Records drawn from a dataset
------------------------------------
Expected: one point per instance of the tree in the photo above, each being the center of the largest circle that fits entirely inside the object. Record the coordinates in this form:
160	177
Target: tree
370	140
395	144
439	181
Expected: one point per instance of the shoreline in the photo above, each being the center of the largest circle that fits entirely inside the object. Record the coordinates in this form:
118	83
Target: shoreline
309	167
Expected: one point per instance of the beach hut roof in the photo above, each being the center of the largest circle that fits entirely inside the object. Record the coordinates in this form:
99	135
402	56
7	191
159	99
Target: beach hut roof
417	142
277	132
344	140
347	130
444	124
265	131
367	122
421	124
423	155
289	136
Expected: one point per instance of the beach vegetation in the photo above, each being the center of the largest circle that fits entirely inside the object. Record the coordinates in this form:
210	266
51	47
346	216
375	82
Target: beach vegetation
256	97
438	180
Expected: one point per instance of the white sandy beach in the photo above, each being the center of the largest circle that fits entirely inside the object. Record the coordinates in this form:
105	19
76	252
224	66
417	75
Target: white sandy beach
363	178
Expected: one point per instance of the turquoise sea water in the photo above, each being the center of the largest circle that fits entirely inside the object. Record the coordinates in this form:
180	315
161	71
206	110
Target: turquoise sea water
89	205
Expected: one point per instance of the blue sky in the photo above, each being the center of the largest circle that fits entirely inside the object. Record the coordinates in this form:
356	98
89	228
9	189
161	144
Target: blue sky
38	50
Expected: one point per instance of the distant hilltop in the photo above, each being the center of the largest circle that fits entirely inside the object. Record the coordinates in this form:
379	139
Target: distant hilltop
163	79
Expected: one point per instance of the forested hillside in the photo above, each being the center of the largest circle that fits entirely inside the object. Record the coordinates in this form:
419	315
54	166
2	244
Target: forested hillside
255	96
------------------------------------
__The task__. Your answer must be an exact copy of every record.

__Response to the task__.
Expected: one point per instance of the tree in the photo above, each being the center of the largest circle that fits entirely inside the object. Record the coordinates in this form:
160	177
Target: tree
370	140
395	144
439	181
Expected: one point per instance of the shoreline in the photo above, each being the center of the largest circle that fits entirely inside the object. Record the coordinates in this form:
118	83
Target: shoreline
309	167
Expected: one point per instance of the beach hut roof in the photo above, each being the center of the largest circle that fits entirely inside the object. Record the coordinates in this form:
99	135
402	56
7	191
159	99
Target: beach hut roof
417	142
277	132
344	140
347	130
444	124
265	131
367	122
421	124
423	155
289	136
Expected: one point per instance of the beach vegetation in the photo above, each being the center of the largest circle that fits entirely inside the object. Record the coordinates in this form:
210	266
51	47
346	216
375	82
Target: beach vegetation
256	97
438	180
Expected: one point per instance of the white sandy beach in the photo above, each being the center of the largest circle that fits entirely inside the object. Record the coordinates in this form:
105	19
76	252
224	66
417	75
Target: white sandy beach
363	178
Expected: one point per instance of the turquoise sea water in the photo above, each being the center of the largest circle that fits entirely inside the object. Record the coordinates in this form:
180	315
161	71
206	110
Target: turquoise sea water
89	205
Expected: one point per instance of the blue sky in the photo above, each being the center of the largest circle that fits entirely inside the object. Record the coordinates in this form:
356	98
89	228
9	189
161	144
Target: blue sky
38	50
Expected: one point per instance of the distant hilltop in the photo above, each being the center of the largest circle that fits entirely inside the object. Record the coordinates in this form:
379	139
Target: distant hilltop
163	79
Expected: one point per instance of the forested hillside in the photo above, each being the center of the largest circle that fits entirely inside the object. Record the coordinates in this form:
419	315
54	166
2	244
Target: forested hillside
255	96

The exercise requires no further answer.